Data under study:

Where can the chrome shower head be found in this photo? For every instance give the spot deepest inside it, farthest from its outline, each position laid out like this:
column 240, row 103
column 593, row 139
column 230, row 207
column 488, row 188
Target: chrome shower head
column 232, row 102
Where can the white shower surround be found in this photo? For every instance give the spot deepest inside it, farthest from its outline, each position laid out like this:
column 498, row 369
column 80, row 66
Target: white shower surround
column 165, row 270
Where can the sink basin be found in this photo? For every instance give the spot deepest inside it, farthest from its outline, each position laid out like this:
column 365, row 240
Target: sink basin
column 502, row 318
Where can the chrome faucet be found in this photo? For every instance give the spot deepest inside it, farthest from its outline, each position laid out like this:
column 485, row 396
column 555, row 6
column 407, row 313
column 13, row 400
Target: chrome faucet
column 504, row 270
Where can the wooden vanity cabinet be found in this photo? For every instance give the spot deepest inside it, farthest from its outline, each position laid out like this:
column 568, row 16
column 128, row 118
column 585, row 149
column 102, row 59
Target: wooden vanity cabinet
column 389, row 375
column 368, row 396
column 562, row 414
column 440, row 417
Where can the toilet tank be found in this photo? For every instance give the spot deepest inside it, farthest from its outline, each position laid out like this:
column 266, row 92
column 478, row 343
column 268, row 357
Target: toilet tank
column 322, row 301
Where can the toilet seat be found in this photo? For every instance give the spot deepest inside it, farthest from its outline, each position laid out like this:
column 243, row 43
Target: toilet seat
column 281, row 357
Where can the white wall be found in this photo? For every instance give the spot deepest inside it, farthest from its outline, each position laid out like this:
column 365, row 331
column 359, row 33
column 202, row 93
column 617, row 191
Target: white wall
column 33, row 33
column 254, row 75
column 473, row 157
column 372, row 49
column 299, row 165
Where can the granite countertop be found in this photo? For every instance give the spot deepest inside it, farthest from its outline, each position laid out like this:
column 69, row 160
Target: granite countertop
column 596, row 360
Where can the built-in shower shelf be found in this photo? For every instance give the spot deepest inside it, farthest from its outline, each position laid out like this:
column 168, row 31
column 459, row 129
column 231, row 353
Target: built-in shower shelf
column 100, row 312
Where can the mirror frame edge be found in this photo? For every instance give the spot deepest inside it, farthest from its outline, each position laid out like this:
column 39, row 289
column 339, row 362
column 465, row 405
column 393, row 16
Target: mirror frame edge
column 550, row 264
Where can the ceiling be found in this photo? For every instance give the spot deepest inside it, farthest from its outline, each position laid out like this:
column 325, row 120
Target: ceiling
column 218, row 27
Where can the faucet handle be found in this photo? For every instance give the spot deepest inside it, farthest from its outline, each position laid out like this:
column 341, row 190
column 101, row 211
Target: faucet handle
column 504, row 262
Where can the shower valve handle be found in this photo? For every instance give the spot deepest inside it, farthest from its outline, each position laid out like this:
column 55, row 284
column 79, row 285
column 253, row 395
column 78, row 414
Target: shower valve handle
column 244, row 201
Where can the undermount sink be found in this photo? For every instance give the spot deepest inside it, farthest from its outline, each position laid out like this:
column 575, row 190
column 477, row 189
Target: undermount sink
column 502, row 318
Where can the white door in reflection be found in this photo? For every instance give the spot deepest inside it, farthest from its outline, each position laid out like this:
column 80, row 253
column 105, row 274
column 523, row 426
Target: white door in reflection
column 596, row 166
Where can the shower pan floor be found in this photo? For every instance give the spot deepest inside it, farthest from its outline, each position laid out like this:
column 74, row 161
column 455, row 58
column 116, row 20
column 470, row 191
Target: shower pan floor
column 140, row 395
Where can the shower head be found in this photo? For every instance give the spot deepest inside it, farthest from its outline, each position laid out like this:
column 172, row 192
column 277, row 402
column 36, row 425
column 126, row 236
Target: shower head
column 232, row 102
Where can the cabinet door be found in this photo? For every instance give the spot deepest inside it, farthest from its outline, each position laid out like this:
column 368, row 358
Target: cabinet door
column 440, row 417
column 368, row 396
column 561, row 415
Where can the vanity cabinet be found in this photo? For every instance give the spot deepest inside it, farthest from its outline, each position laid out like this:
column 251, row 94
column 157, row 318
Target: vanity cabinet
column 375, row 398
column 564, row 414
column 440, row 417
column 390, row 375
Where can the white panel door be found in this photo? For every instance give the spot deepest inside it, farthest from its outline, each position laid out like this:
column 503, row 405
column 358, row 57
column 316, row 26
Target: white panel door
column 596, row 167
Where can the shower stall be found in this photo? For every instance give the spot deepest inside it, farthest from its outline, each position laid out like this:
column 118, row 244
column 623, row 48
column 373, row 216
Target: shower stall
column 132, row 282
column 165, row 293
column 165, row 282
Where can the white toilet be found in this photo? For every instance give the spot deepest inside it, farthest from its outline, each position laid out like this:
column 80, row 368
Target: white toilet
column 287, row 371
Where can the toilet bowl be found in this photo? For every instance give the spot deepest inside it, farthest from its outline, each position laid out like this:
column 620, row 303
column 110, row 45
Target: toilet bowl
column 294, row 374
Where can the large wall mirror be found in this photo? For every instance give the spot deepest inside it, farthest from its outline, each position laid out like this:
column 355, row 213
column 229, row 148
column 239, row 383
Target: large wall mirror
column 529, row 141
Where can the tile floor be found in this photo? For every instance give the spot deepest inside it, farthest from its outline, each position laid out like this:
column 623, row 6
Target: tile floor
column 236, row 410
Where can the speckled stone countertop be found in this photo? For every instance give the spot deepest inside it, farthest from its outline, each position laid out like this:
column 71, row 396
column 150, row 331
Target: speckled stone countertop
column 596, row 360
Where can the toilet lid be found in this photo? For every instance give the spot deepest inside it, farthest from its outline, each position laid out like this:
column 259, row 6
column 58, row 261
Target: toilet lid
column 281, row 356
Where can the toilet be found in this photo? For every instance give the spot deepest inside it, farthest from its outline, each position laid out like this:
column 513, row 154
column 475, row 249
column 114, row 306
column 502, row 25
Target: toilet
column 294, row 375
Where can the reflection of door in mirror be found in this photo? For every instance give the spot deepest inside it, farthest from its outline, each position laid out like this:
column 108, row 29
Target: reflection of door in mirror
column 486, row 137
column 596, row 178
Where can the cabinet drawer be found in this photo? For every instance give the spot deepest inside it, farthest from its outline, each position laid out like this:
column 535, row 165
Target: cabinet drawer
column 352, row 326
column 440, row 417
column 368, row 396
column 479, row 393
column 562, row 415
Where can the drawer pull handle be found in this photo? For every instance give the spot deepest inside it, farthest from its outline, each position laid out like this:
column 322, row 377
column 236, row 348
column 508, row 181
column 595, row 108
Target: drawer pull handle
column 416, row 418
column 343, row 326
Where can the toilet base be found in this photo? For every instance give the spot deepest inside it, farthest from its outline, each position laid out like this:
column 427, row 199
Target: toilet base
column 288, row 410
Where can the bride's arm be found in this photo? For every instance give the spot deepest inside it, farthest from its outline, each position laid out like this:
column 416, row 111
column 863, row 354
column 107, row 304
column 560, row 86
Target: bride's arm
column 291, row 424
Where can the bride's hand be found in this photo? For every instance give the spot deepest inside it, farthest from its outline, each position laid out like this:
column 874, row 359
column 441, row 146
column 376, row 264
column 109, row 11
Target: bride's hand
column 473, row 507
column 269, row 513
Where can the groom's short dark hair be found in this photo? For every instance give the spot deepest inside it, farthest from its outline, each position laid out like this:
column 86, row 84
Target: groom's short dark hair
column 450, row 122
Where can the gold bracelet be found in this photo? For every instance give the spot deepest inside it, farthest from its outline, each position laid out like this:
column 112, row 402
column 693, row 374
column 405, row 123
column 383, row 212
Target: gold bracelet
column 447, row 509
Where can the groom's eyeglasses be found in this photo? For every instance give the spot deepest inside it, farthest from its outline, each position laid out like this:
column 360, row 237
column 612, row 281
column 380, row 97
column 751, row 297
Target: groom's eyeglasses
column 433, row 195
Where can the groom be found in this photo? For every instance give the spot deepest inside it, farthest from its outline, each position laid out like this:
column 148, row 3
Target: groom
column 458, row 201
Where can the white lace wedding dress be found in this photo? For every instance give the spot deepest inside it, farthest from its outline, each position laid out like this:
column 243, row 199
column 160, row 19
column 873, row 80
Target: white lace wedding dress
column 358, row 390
==
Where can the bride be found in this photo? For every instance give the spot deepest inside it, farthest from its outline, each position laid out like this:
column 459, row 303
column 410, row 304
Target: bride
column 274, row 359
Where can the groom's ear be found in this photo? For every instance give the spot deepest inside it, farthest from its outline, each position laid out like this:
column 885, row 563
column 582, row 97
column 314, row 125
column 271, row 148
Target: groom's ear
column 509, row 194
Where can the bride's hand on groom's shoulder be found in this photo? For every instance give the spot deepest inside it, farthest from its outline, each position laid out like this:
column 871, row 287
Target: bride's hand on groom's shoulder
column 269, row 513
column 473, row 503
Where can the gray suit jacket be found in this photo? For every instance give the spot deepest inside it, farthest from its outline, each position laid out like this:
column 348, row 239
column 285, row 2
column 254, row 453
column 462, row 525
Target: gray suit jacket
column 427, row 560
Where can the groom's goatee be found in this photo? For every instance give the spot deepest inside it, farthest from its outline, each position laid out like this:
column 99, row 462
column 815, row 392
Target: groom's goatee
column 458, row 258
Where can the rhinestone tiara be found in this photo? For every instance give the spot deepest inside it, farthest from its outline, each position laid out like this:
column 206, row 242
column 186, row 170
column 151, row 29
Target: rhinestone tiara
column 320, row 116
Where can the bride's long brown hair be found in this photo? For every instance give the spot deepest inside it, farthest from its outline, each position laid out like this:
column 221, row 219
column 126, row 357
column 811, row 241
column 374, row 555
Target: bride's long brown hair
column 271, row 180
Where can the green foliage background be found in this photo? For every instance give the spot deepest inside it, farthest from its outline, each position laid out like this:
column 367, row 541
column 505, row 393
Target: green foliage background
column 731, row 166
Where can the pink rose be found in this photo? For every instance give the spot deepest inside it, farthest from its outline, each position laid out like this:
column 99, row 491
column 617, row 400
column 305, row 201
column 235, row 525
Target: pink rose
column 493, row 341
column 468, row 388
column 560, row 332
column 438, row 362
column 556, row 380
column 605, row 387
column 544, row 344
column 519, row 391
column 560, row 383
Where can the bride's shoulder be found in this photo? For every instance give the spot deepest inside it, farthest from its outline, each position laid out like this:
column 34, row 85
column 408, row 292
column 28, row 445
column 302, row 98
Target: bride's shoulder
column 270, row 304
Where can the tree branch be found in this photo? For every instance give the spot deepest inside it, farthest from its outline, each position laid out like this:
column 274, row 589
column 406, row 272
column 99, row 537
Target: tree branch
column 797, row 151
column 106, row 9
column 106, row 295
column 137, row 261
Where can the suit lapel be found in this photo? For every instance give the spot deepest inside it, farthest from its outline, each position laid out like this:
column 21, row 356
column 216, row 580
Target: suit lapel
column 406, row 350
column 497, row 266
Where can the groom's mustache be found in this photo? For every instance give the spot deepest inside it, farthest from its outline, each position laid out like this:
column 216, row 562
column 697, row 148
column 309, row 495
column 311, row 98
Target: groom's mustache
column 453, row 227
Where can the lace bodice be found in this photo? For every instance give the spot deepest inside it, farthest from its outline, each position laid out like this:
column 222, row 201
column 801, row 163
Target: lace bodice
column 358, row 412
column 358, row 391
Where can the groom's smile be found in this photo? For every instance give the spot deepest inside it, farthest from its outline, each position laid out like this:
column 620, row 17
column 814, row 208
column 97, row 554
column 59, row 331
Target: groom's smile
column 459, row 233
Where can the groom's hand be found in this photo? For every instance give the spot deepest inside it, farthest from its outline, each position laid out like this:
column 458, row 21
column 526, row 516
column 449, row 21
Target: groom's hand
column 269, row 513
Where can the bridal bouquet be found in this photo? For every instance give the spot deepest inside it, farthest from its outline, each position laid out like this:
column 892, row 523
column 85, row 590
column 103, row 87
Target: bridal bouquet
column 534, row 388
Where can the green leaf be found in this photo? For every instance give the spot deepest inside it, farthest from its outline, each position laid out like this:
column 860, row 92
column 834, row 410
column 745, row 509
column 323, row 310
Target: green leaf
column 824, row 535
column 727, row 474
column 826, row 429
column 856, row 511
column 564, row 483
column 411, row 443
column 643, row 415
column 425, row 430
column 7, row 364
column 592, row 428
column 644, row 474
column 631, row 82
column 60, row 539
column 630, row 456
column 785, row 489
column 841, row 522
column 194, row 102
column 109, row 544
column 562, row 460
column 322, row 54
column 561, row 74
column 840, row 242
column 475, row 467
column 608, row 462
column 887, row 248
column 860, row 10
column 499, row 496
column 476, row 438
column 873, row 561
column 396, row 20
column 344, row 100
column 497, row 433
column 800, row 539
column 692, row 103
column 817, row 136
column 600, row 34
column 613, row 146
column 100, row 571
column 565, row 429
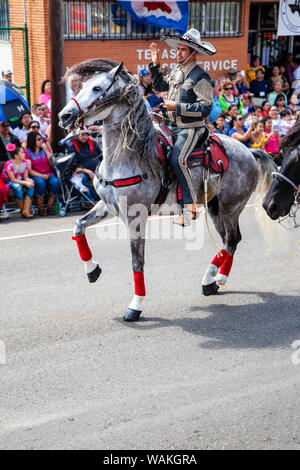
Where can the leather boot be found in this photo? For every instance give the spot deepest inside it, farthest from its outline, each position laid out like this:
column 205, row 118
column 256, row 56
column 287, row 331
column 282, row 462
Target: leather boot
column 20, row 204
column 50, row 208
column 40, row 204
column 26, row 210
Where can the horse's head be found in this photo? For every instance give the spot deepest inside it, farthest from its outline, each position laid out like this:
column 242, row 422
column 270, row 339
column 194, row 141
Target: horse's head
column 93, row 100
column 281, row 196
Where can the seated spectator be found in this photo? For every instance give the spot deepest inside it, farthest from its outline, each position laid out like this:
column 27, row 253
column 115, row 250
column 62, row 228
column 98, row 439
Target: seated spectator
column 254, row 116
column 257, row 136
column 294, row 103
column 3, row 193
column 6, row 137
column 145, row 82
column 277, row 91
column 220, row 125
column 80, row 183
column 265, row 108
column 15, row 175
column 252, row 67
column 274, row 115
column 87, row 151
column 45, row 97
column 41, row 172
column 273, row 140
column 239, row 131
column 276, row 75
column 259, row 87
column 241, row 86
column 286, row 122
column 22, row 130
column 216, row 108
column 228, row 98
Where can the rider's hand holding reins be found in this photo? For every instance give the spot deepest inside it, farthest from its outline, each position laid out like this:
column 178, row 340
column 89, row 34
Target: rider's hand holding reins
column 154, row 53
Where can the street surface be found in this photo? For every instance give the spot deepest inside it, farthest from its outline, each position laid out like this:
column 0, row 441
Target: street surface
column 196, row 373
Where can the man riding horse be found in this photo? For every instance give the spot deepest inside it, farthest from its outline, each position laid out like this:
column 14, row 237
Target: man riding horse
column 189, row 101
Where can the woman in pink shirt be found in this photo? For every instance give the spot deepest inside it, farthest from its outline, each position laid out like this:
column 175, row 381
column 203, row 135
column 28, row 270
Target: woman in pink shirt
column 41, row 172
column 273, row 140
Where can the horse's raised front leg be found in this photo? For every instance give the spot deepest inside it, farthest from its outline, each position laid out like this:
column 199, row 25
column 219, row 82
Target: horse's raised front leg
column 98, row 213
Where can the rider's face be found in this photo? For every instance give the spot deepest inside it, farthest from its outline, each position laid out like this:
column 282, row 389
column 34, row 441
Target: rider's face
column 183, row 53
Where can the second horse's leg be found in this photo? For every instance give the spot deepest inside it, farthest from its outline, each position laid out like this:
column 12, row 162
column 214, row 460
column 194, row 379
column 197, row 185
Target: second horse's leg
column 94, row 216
--
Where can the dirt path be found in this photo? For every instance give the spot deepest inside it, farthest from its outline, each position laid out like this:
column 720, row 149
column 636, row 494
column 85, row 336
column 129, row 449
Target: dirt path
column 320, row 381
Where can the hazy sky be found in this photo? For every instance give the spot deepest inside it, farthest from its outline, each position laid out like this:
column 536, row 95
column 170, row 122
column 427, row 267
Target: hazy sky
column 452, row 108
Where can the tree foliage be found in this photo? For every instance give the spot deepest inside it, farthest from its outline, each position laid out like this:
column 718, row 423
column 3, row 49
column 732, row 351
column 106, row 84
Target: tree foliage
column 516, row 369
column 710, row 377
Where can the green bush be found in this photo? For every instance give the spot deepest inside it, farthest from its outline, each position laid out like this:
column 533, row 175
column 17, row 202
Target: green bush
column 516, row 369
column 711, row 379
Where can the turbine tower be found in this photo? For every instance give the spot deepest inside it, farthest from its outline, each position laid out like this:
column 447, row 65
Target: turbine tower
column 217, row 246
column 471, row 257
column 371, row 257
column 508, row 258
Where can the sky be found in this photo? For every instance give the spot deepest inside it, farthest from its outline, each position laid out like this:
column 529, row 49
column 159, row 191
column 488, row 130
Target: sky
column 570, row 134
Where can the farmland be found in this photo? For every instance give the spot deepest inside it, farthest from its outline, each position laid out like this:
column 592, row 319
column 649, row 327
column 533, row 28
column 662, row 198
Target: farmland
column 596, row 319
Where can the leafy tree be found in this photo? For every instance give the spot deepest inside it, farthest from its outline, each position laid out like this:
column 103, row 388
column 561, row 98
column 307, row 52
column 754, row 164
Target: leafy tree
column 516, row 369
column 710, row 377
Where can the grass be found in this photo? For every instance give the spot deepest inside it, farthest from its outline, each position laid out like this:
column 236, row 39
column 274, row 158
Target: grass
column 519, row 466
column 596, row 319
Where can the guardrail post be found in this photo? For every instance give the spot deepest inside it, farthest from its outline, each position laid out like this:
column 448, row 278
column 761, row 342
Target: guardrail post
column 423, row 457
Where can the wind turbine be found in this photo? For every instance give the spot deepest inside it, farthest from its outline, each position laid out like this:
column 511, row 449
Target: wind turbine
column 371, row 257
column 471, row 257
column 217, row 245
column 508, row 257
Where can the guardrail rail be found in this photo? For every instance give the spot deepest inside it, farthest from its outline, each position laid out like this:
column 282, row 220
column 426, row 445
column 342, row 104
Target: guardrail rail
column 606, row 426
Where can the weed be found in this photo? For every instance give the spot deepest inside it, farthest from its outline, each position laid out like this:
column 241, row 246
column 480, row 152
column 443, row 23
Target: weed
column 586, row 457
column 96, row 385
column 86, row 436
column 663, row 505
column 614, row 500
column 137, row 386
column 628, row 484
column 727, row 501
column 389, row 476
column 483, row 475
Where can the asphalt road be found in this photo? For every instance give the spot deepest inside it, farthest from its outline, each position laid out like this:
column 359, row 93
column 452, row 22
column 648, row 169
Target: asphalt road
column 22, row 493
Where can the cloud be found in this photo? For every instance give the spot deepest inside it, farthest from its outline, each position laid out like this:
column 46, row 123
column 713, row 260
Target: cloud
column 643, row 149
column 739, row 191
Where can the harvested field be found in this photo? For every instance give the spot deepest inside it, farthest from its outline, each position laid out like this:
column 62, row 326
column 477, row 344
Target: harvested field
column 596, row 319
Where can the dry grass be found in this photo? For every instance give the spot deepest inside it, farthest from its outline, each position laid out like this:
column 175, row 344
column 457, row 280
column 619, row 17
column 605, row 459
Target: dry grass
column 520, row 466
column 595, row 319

The task:
Please give an exact copy of the entries above, from the line with "Target: turbine tower" down to the line with "column 443, row 23", inclusive, and nothing else.

Your response:
Target: turbine tower
column 217, row 246
column 471, row 257
column 371, row 257
column 508, row 258
Where can the sky be found in this photo? For every instance give the spot deepest inside it, farthest from its outline, each position laid out like this:
column 529, row 49
column 159, row 191
column 488, row 130
Target: sky
column 570, row 134
Where can the farmland be found in this photo? For every instance give the spot deepest inside it, farthest from its outline, each position laid out like this:
column 592, row 319
column 649, row 327
column 533, row 28
column 662, row 198
Target: farmland
column 596, row 319
Where can the leafy tree be found in this photo? For every instance give the spot deepest inside it, farthest from its outline, each position laid out like this:
column 103, row 388
column 561, row 98
column 307, row 52
column 754, row 164
Target: leafy tree
column 516, row 369
column 710, row 377
Where can the grass be found in this photo? For every instance give the spot deepest inside it, farthest from its outline, each position laid out like this:
column 236, row 39
column 274, row 158
Target: grass
column 519, row 466
column 596, row 319
Where can the guardrail post be found in this photo? For every instance give the spot deepest inside it, farthest from its outline, each position laid out like this:
column 448, row 278
column 761, row 342
Target: guardrail post
column 423, row 457
Where can the wind turbine be found in this photo? For every instance give the spot deepest inside it, farthest from its outline, each position laid out like this:
column 511, row 449
Target: wind turbine
column 371, row 257
column 471, row 257
column 217, row 245
column 508, row 257
Where can the guardrail rail be found in this photo? For every instance give the spot deepest inside it, farthest from its outline, each position laid out like this:
column 282, row 220
column 426, row 445
column 342, row 104
Target: guardrail rail
column 606, row 426
Where can the weed be found in this photo? For every instance give the spot deepest inside it, farthest from its outline, each position laid out like this:
column 241, row 246
column 480, row 152
column 443, row 23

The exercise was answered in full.